[Begin Exercise material]
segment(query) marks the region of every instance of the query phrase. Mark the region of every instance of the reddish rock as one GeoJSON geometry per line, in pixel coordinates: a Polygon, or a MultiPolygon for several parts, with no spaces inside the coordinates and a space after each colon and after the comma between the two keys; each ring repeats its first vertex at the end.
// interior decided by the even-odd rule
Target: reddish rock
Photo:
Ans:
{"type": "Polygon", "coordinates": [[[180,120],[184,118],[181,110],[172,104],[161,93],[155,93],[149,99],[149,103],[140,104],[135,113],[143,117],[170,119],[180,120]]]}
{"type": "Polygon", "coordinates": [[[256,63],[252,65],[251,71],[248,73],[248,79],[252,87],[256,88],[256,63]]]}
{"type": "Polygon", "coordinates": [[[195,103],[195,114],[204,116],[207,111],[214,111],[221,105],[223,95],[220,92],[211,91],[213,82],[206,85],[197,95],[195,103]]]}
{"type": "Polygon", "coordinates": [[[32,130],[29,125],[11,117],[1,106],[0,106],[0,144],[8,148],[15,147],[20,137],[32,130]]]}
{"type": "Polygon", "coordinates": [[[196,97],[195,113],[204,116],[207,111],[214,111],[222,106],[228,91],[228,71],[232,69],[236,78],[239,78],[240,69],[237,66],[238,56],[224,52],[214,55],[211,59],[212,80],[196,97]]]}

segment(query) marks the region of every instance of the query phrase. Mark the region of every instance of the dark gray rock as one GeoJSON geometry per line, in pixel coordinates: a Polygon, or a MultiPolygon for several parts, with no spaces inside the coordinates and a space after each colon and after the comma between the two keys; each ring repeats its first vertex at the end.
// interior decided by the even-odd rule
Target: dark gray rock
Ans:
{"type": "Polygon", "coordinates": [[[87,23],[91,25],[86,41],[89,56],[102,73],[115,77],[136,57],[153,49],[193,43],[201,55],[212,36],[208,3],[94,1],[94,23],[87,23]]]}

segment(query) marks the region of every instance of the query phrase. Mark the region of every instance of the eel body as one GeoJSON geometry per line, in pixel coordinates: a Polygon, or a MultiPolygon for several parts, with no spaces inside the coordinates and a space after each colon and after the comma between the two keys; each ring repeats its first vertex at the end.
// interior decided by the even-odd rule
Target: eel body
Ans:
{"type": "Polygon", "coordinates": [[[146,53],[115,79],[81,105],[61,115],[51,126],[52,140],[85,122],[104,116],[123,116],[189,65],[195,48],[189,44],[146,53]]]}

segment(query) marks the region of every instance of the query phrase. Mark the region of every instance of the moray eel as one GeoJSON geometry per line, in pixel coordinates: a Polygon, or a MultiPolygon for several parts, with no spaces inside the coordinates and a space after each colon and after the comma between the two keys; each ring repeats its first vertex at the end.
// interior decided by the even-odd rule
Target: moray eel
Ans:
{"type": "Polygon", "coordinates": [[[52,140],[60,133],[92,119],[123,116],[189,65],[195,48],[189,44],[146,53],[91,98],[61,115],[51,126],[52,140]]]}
[End Exercise material]
* [Written request] How many lines of the listing above contain the string "body"? Reply with the number alone.

* [Result of the task] 2